**PASSAGE:**
If you are anything like me, you love Lord of the Rings. Even more so, you love its predecessor, The Silmarillion and it is one of your all-time favorites. It is the collection of tales that range from the creation of Arda --the world in which Middle Earth resides-- all the way through the events of the classic three books. I love it so much my current profile picture is the two trees from the book!
One of my favorite characters from this book is the elven princess Idril Celebrindal of Gondolin. She is awesome and a really good role model for young women. She is strong, brave, and works with her husband to keep their family safe. I'll stop ranting now...
This project took me roughly a month in total, but I did not work on it every day. I reckon that it could take as little as a few days to finish if you really went for it. I do not recommend it though.
Let's get crafting!
TIPS/NOTES:
If you see this, I have a good tip for you or a note that could help make the process easier. You do not have to do it, but it may be helpful to keep in mind.
Supplies
- Fabric
- I used an old cream-colored bedsheet set. It was twin-sized, which left just enough fabric for this project. If you do choose to use bedsheets, remove the elastic of the fitted sheet to make it nice and flat.
- Note: go ahead and remove all the stitches and little folded-over bits. It can glean you almost an extra six inches almost.
- Pattern
- I used Mood Sewicities's Lúthien Dress for the base pattern with a few alternations. It is free, but you must make an account or cough up an email address. I think it is worth it, personally. Ironically, Lúthien is related to Idril --being the grandmother of her son's wife.
- The pattern can be found here: https://www.moodfabrics.com/blog/the-luthien-dress-free-cosplay-sewing-pattern/
- Scissors
- You want some good, sharp scissors to cut fabric. Any scissors used on paper will most likely leave a jagged cut that you do not want. Fabric scissors should never be used on paper because of how much that stuff dulls it.
- Needle and Thread
- Some bits of this project need to be done by hand. Also, if you do not have a sewing machine and instead have enough patience, you could do it by hand.
- Pins/Clips
- For holding fabric together :)
Technically Optional Bobs that Will Make Your Life So Much Easier:
- Sewing Machine
- A sewing machine will make this project a lot quicker and easier. Please use one. Borrow your mother's. Borrow your friend's.
- You could also serge the edges if you so desire. I did not simply because I do not own a serger and my cousin's machine is having technical difficulties.
- Iron
- Ironing the seams and getting the fabric nice and flat is a must. You can technically get away with not pressing your fabric, but it will make everything harder.
- Rotary Cutter and Ruler
- If you want, you can use a rotary cutter for the straight bits, but you will still need the scissors for the curved bits.
A Quick Note...
DISCLAIMERS:
- This project is complicated. Please ask for help when you need it --whether it be for the project itself or just some of the tools. Please do not assume you know how to operate everything and hurt yourself.
- I cannot guarantee all the terminology is accurate. I can barely speak English on the best of days even though it is my native language and am certifiablely an idiot. I use a lot of "thingamabob" and "dohikey" to describe stuff, so if something is unclear, please ask.

**EXTRACTED INFORMATION:**
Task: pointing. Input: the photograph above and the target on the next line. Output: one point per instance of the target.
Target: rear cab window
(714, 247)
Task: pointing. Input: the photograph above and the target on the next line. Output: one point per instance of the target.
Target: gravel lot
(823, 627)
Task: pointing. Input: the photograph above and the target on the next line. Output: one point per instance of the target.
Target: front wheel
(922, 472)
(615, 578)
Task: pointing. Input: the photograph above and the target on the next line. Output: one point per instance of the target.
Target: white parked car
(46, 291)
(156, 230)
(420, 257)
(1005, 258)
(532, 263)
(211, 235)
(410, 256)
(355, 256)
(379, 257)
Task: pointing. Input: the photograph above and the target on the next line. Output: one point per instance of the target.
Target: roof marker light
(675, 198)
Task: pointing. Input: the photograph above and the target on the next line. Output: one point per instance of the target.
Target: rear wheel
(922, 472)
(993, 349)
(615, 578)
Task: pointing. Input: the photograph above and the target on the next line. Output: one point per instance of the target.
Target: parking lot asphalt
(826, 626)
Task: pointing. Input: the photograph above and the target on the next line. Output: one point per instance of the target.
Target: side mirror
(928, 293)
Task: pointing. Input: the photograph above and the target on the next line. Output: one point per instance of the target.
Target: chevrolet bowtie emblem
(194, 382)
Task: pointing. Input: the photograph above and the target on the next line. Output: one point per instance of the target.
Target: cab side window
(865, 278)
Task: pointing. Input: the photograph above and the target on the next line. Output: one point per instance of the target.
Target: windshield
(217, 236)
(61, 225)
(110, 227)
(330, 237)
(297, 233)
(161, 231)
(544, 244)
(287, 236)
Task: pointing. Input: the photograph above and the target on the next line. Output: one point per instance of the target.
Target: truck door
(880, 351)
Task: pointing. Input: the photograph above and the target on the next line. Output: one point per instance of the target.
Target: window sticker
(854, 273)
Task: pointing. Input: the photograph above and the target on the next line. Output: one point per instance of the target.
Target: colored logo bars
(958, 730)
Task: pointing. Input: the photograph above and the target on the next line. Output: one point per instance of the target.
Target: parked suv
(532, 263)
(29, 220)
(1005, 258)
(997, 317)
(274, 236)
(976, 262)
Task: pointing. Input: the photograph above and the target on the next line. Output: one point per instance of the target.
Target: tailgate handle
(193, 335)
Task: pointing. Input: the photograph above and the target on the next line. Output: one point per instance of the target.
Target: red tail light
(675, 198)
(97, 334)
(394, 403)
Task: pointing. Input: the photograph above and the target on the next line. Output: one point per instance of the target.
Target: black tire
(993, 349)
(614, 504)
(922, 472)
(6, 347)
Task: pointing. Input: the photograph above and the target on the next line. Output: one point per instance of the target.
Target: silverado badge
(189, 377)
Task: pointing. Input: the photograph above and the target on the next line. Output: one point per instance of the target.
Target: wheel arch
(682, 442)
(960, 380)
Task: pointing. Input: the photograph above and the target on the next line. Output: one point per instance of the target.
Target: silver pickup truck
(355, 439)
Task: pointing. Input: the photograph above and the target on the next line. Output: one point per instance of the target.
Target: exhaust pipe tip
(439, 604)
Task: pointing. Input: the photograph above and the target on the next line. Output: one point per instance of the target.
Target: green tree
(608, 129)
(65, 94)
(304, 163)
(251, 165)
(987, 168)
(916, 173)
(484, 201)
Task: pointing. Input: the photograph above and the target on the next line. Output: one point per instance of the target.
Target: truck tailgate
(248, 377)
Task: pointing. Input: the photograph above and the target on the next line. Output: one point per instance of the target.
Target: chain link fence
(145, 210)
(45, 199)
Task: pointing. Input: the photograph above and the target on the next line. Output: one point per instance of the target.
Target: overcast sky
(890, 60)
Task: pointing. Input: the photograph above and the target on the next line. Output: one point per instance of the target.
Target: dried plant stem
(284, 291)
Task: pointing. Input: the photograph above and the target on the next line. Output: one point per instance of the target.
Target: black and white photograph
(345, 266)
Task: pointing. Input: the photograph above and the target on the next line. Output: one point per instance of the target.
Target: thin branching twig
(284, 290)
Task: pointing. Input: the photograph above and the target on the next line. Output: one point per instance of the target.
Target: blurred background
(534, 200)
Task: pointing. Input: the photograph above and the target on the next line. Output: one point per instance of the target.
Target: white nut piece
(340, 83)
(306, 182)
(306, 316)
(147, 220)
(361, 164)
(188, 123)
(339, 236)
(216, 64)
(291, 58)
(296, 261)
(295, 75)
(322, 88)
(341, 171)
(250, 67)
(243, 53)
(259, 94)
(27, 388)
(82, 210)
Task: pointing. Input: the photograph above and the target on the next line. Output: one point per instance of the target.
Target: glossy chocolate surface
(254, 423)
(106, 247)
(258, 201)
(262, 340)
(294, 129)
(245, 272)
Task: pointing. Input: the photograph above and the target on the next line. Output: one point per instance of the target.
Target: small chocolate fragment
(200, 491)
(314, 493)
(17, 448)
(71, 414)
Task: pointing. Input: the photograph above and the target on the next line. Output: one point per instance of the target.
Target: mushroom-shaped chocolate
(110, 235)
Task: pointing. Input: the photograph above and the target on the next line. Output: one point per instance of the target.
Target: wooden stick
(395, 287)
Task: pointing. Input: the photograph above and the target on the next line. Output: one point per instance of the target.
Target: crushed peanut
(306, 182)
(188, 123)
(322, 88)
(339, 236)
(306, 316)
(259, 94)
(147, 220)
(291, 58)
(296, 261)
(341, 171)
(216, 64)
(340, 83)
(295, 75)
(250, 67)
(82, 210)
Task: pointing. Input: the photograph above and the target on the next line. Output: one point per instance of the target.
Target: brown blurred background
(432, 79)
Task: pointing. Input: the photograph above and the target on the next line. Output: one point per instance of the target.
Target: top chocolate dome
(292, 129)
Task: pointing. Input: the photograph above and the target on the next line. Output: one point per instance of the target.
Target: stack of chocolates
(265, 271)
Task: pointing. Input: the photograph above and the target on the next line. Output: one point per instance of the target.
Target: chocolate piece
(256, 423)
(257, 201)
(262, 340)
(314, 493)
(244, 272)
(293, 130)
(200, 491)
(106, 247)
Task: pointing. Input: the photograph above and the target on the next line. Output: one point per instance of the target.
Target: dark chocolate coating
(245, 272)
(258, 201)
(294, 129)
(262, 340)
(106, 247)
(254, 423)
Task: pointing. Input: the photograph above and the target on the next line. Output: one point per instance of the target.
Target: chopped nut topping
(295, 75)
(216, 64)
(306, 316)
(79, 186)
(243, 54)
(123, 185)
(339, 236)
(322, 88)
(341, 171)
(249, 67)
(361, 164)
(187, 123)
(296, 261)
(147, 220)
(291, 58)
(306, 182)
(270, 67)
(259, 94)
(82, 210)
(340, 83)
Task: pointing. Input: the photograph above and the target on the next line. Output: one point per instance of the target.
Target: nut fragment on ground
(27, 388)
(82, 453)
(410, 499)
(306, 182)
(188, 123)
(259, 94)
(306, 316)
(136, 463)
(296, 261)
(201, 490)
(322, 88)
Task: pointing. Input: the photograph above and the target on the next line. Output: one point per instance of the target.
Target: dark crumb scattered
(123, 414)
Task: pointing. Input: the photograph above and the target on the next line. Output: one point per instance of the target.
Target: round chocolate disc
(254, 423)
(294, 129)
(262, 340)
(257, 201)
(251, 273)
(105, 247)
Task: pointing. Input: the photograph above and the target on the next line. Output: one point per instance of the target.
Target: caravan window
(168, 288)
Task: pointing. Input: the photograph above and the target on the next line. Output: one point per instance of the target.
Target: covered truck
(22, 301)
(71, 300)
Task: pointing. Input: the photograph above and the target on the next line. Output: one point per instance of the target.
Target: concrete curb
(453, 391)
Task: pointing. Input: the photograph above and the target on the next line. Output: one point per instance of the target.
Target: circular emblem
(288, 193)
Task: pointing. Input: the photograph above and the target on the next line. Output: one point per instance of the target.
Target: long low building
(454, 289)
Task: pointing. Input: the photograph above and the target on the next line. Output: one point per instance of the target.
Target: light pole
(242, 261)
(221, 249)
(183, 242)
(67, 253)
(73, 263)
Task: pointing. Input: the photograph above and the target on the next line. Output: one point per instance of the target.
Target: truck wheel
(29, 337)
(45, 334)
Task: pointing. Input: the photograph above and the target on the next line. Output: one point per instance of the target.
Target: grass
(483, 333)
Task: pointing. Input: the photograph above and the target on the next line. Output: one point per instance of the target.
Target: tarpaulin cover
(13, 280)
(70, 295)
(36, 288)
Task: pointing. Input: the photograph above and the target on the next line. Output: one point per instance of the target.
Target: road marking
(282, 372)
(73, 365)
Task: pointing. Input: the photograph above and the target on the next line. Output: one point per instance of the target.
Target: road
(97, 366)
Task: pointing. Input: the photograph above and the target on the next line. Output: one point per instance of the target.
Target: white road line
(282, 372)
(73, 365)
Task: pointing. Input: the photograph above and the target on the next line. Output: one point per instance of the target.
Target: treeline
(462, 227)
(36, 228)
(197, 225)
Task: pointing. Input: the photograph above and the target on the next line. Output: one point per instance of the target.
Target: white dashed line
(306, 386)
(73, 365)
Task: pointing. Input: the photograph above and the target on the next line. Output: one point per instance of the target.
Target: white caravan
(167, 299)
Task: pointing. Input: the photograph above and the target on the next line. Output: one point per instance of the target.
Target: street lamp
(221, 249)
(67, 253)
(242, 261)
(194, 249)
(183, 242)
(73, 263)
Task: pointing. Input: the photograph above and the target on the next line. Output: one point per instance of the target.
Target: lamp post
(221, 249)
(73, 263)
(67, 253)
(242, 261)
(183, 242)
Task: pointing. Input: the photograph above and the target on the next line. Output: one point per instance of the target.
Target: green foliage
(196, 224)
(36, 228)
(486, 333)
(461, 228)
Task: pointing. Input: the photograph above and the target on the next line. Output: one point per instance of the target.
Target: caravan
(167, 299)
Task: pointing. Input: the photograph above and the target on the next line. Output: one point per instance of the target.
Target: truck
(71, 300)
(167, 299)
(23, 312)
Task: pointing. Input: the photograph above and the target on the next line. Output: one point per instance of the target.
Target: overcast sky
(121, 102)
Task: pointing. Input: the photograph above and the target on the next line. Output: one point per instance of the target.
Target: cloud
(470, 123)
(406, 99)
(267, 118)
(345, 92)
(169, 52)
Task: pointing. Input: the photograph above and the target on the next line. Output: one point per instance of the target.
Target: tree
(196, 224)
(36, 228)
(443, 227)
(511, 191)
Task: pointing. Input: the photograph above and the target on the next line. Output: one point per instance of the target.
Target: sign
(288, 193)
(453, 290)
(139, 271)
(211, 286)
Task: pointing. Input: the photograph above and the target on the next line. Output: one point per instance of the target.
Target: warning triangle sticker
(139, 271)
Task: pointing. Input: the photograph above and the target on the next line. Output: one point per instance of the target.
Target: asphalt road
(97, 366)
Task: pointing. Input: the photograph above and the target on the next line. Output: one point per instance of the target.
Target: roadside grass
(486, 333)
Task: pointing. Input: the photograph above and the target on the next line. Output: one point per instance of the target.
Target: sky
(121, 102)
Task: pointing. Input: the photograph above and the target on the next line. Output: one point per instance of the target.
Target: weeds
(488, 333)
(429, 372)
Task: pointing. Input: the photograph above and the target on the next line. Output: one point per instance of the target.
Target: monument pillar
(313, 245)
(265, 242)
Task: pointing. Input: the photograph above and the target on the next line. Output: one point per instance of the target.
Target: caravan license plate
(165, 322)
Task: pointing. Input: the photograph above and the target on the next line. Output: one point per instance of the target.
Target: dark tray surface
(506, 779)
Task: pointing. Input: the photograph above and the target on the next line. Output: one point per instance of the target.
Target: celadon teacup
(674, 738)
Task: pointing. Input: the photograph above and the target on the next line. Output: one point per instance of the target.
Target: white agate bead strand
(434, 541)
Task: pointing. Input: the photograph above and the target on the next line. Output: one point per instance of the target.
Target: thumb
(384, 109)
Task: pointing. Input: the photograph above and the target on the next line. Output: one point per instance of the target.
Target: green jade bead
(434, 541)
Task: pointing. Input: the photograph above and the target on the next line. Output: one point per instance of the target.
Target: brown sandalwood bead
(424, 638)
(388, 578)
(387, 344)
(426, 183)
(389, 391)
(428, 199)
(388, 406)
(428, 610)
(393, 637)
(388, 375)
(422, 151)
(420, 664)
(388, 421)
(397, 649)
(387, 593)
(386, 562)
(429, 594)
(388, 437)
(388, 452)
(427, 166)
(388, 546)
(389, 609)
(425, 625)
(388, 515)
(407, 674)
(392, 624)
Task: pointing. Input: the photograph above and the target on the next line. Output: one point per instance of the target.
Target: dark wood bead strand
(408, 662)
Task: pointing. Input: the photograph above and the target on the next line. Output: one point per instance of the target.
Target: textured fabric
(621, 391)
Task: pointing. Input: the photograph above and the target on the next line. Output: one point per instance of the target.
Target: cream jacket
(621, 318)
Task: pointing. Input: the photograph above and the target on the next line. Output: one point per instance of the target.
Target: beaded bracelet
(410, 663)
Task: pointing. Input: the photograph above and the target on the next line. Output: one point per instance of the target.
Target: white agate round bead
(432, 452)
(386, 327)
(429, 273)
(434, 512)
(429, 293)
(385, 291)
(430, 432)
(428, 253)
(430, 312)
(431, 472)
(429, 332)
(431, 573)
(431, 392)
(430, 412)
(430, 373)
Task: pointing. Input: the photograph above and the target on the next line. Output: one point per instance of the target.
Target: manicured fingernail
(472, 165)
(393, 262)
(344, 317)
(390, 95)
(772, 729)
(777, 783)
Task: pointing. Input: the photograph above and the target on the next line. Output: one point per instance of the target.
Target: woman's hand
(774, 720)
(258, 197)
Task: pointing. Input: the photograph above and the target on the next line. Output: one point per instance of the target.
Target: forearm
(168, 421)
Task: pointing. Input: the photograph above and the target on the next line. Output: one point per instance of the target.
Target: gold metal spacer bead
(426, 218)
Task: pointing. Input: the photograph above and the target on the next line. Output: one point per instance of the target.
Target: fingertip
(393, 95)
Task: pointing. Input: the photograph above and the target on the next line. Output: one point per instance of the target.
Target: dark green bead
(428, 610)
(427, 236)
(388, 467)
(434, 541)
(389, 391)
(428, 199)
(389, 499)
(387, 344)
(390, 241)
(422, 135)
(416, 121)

**GOALS:**
- a) Revise the sewing passage, everything from "Let's get crafting!" down to "keep in mind.", so that "helpful" is replaced with "useful".
- b) According to the sewing passage, what size was the bedsheet set used for the fabric?
The records are separate material and are not part of the sewing passage.

**WRITTEN RESPONSES:**
- a)
Let's get crafting!
TIPS/NOTES:
If you see this, I have a good tip for you or a note that could help make the process easier. You do not have to do it, but it may be useful to keep in mind.

- b) It was twin-sized.